▶ Problem
Using the records below, transcribe word for word the stretch from the line that contains "box: [458, 0, 536, 292]" through the line that contains "121L470 291L525 280L513", both end lines included, and nothing else.

___ Records supplied

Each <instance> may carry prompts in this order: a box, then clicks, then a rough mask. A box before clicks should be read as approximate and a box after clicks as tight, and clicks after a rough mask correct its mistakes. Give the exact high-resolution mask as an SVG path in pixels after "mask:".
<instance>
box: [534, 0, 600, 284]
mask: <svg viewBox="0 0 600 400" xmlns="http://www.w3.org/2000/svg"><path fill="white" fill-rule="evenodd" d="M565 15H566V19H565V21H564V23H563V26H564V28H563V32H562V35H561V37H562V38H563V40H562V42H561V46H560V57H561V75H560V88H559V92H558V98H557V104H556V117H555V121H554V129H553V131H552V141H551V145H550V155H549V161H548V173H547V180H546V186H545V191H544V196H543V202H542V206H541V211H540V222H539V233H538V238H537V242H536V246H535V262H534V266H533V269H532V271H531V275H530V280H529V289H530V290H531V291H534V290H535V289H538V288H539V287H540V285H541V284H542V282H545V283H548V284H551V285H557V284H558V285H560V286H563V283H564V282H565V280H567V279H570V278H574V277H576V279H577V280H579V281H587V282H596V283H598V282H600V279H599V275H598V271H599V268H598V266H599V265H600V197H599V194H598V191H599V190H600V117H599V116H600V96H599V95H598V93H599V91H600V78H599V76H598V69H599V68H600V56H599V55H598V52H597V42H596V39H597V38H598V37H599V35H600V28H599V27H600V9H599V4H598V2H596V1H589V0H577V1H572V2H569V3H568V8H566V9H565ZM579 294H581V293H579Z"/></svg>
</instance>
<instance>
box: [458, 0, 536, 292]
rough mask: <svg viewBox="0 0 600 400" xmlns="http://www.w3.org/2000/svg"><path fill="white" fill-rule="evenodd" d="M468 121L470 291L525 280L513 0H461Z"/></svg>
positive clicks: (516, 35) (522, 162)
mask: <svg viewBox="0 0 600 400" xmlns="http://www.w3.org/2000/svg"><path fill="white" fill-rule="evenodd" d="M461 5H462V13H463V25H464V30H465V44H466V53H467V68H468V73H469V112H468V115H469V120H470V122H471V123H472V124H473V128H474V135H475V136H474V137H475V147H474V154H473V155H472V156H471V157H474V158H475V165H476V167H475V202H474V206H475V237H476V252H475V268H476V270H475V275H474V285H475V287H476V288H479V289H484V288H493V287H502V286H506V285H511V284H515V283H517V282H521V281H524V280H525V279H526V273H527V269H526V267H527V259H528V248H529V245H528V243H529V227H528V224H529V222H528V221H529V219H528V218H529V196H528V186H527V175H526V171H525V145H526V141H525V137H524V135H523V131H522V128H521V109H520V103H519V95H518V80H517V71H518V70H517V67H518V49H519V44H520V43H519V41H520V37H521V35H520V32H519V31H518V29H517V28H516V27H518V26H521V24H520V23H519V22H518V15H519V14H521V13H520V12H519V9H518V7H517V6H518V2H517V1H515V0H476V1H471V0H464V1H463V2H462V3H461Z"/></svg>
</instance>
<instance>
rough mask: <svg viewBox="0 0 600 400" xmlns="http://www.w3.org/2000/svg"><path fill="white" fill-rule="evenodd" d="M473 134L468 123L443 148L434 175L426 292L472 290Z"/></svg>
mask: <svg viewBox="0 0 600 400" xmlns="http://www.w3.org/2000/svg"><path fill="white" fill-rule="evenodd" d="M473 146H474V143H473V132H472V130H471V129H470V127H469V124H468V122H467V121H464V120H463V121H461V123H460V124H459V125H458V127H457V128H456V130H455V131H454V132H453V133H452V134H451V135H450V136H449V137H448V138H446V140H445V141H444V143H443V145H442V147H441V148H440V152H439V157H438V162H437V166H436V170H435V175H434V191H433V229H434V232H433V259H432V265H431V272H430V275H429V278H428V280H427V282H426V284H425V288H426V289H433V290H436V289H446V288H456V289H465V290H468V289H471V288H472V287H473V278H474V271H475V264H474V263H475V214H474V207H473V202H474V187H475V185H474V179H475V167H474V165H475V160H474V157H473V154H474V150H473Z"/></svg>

______

▶ Response below
box: [458, 0, 536, 292]
rough mask: <svg viewBox="0 0 600 400" xmlns="http://www.w3.org/2000/svg"><path fill="white" fill-rule="evenodd" d="M468 121L470 291L525 280L513 0H461Z"/></svg>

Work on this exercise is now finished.